Selection

---+---

# Fare cut in 48 markets starting tomorrow - are you on the list?



## ElectroFuzz (Jun 10, 2014)

Albuquerque
Atlanta
Austin
Baltimore
Baton Rouge
Charlotte
Cincinnati
Cleveland
Columbus
Connecticut
Corpus Christi
Dallas
Denver
Detroit
Fayetteville, NC
Fresno

Grand Rapids
Hampton Roads
Indianapolis
Inland Empire
Jacksonville
Kansas City
Lansing
Lexington
Lincoln
Louisville
Madison
Miami
Milwaukee
Minneapolis
Modesto
Oklahoma City

Orlando
Palm Springs
Portland, ME
Providence
Raleigh-Durham
Richmond
Sacramento
Salt Lake City
San Antonio
San Diego
Santa Barbara
Spokane
Toledo
Tucson
Tulsa
Wilmington, NC

Source:

http://blog.uber.com/PriceCut2015

*If you are on the list please post the new rates*


----------



## luckykid (Jan 9, 2015)

Milwaukee uberX 20%
Base: 1.10
Mile - $0.90
Minute - $0.18
Safe - $1.00
Minimum Fare - $4.00
Cancellation Fee - $5.00

uberXL 28%
Base- $2.85
Mile - $1.95
Minute - $0.35
Safe - $1.00
Minimum - $7.00
Cancellation Fee - $5.00

I don't know how anyone can make money on uberX without a guaranteed minimum.


----------



## Luberon (Nov 24, 2014)

Whoa... It has started already... The UberApocalyse.... Complete with standard bulls#t packaging... Let everyone enjoy the power of reduced fares!


----------



## Yuri Lygotme (Jul 27, 2014)

And the poor guys who took the Santana deal....


----------



## Ehmtbescrewingus (Oct 16, 2014)

I am sitting by the warm fire when I'm typically heading out for a 4 hour run. 20 degrees with black ice, screw them (let them walk or take a cab)


----------



## Ehmtbescrewingus (Oct 16, 2014)

Really think they are heartless bastards , after they made their money on NYE and drivers suffered. If someone has insight into hell you might see the place reserved for the Uber executive team, please throw a log in for me so the fire is extra hot.


----------



## Raquel (Jan 9, 2015)

Sacramento...

---+---

Dataset items
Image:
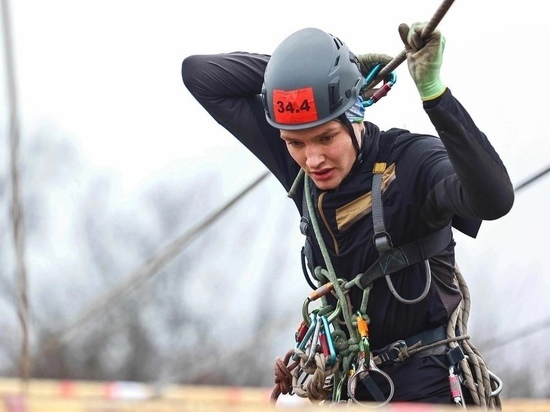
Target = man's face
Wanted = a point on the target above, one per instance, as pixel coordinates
(325, 152)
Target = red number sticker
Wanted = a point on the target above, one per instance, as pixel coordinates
(294, 106)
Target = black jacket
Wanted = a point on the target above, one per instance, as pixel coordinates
(430, 183)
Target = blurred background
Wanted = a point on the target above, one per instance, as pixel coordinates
(132, 270)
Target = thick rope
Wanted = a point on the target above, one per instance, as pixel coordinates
(474, 368)
(402, 56)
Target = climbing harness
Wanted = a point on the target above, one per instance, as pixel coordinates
(332, 350)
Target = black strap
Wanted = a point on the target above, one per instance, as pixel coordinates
(399, 258)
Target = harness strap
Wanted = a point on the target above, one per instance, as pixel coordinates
(398, 351)
(401, 257)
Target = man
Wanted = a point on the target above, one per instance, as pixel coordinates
(301, 110)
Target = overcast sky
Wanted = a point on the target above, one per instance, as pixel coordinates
(108, 74)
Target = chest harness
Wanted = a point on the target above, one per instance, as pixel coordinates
(332, 352)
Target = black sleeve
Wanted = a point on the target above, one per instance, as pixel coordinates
(228, 86)
(480, 188)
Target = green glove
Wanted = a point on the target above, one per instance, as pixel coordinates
(424, 57)
(367, 62)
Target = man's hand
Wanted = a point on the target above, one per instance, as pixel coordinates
(424, 57)
(369, 61)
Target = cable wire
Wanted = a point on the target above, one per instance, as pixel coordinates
(17, 214)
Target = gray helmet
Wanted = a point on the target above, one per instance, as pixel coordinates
(310, 79)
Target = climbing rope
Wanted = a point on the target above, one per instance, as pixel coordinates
(484, 386)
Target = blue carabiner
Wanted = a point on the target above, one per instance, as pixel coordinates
(389, 81)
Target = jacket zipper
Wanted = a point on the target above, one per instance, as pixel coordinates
(323, 218)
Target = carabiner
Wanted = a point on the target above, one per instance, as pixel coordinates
(361, 374)
(389, 81)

---+---

Tasks to perform
(1) Can you echo the fare-cut thread word for word, beginning at "## Luberon (Nov" and stopping after "(Jul 27, 2014)"?
(2) Answer these questions from the fare-cut thread:
(a) What minimum fare does luckykid give for Milwaukee uberX?
(b) What temperature does Ehmtbescrewingus mention?
(c) Which deal does Yuri Lygotme refer to?

Solved tasks
(1)
## Luberon (Nov 24, 2014)

Whoa... It has started already... The UberApocalyse.... Complete with standard bulls#t packaging... Let everyone enjoy the power of reduced fares!


----------



## Yuri Lygotme (Jul 27, 2014)

(2)
(a) $4.00
(b) 20 degrees
(c) The Santana deal